#### What is needed:
Word for word, copy out every line of the records, omitting each picture.

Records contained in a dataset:
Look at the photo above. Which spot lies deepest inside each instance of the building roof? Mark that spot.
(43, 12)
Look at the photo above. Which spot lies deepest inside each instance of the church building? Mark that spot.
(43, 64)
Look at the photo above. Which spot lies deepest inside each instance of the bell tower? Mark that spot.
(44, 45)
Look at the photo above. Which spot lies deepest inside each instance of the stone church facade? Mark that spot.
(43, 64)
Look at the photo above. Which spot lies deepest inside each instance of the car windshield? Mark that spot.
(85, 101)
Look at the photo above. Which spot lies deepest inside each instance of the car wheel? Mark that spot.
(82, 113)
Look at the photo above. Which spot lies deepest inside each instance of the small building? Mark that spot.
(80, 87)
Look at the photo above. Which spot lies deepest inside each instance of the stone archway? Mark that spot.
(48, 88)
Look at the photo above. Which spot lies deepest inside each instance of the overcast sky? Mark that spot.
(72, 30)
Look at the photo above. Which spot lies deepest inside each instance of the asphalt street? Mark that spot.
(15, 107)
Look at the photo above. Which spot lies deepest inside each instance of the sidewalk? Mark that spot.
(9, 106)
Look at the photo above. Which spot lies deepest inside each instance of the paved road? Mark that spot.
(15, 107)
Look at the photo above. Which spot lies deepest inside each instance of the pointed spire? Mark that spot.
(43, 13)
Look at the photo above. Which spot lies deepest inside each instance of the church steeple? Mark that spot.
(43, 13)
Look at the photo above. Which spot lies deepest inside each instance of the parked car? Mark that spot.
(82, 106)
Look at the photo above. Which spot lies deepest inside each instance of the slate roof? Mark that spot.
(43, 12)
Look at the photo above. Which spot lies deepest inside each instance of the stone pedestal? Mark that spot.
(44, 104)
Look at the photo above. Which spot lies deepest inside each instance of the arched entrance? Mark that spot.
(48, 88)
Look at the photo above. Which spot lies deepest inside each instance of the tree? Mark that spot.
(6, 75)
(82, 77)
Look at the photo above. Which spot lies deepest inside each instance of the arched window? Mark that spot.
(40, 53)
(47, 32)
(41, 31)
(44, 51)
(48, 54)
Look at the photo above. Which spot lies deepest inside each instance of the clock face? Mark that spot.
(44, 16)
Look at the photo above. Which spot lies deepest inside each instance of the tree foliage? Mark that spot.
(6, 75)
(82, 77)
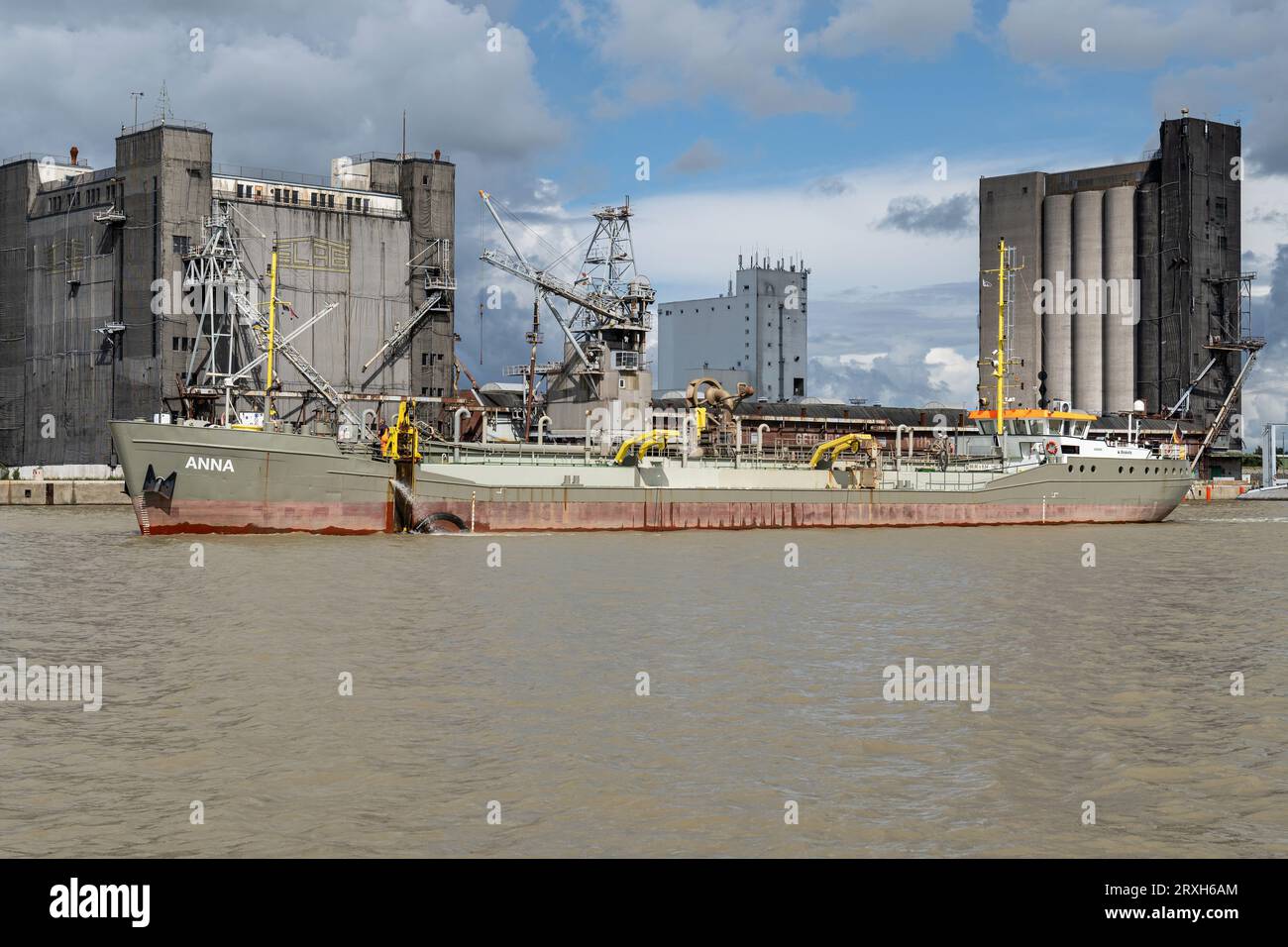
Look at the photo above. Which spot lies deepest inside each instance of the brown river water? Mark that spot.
(515, 684)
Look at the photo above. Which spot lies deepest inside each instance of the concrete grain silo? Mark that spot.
(1057, 269)
(1120, 299)
(1085, 302)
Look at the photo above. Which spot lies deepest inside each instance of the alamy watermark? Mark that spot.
(53, 684)
(913, 682)
(1096, 296)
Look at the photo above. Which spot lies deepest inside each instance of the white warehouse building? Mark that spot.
(755, 333)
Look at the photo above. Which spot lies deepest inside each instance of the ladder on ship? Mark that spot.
(259, 324)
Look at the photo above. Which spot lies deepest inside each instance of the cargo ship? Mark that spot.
(231, 475)
(191, 478)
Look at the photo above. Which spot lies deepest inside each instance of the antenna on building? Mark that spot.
(163, 112)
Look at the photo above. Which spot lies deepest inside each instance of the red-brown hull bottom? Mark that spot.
(356, 518)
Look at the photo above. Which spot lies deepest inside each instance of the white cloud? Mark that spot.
(915, 27)
(953, 372)
(683, 51)
(277, 90)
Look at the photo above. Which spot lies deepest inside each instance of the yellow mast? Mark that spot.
(271, 330)
(1000, 363)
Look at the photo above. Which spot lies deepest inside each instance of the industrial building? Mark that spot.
(95, 269)
(755, 333)
(1131, 285)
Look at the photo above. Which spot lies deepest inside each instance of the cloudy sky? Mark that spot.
(825, 153)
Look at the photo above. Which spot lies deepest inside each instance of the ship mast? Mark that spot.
(1005, 270)
(271, 335)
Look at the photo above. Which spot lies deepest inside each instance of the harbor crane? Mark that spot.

#### Answer space:
Look at the photo above. Which spot lies deepest inside each instance of the building roof? Mark that spot.
(43, 12)
Look at the photo above. Which spot lies deepest inside each instance of the church building? Mark that spot.
(43, 64)
Look at the photo above. Which spot lies deepest inside each instance of the bell tower? Mark that spot.
(44, 45)
Look at the photo above. Which spot lies deepest inside each instance of the stone church facade? Mark that spot.
(43, 64)
Look at the photo above. Which spot lies deepest inside each instance of the car windshield? Mark that spot.
(85, 101)
Look at the photo above. Which spot lies deepest inside each instance of the car wheel? Mark that spot.
(82, 113)
Look at the photo above. Which spot lies deepest inside each instance of the small building? Mark that spot.
(80, 87)
Look at the photo above. Which spot lies deepest inside each instance of the stone archway? Mark that spot.
(48, 88)
Look at the photo above. Which spot lies deepest inside each instance of the overcast sky? Mark that spot.
(72, 30)
Look at the photo above. Which spot lies deepest inside each instance of the asphalt street? Mark that spot.
(15, 107)
Look at the photo above. Which spot lies deepest inside each instance of the sidewalk? Mark that spot.
(9, 106)
Look at the photo above. Which spot lies deepest inside each instance of the paved road? Mark that spot.
(15, 107)
Look at the photo above. Which spot lies deepest inside each instance of the pointed spire? Mark that spot.
(43, 13)
Look at the photo above. Which spot lies deepest inside each instance of the church steeple? Mark that spot.
(43, 13)
Look at the photo above. Which spot lies deepest inside each instance of the parked car? Mark that spot.
(82, 106)
Look at the photo above. Which spot lies deepest inside each instance of the slate roof? Mark that spot.
(43, 12)
Look at the photo above. Which spot lies deepest inside each instance of the stone pedestal? Mark that spot.
(44, 104)
Look at the photo above. Which spot lies deepest inside each instance of the arched entrance? Mark that spot.
(48, 88)
Look at the photo above. Which spot lies deepest inside each instance of the tree? Mark that spot.
(6, 75)
(82, 77)
Look at the photo above. Which spot lies deepest inside each instance of the arched window? Mark that spot.
(40, 53)
(47, 32)
(41, 31)
(44, 51)
(48, 54)
Look at the photo above. Which spot lies deepest inside each instance of the clock face? Mark that spot.
(44, 16)
Look at the photo above. Which spot lies deepest inside each instance of the tree foliage? Mark that spot.
(6, 75)
(82, 77)
Look at the photo above. Which spot lies deepest inside each instance of the brown river water? Mark that spot.
(515, 684)
Look at the photo above. Which spot lies deepest inside each instance of the concrete grain silo? Mark that spot.
(1057, 269)
(1120, 299)
(1085, 302)
Look at the photo above. Which spot lies deepest inside each instance of the alamy watermark? Mark that spot.
(53, 684)
(913, 682)
(1096, 296)
Look at the photo above. Which spot lies deepest inside each instance of the white warehouse building? Mark that spot.
(755, 333)
Look at the photo above. Which spot lies deepest inside each instance of the ladder on ship? Mark that spot.
(259, 324)
Look at the photo above. Which spot lies deepest inside each instance of the cargo ship? Mark that spot.
(231, 475)
(191, 478)
Look at the photo above. Which spot lies deepest inside each instance of the antenna on building? Mark that spot.
(163, 112)
Look at the photo above. Which spot lies deepest inside each instance of the red-brown hull bottom? Mark that spot.
(356, 518)
Look at the photo above. Which spot lies deepest inside each instance of the white cloud? Mark that spot.
(915, 27)
(953, 372)
(683, 51)
(277, 90)
Look at the photo above. Which spot lies deepest inside each instance of the yellow mast? Mark that spot.
(271, 330)
(1000, 363)
Look at the photo above. Which spot lies deepest inside each instance of the industrial building? Mark that spot.
(95, 269)
(755, 333)
(1131, 285)
Look at the photo above. Which spot lies deepest inside each instance of the cloudy sky? Mark that spot.
(825, 153)
Look at the photo above. Which spot lies deepest inside each instance of the ship mast? Mark that spot.
(1005, 270)
(271, 335)
Look at the photo above. Which spot lies deepest inside each instance of the harbor crane? Mark that spot.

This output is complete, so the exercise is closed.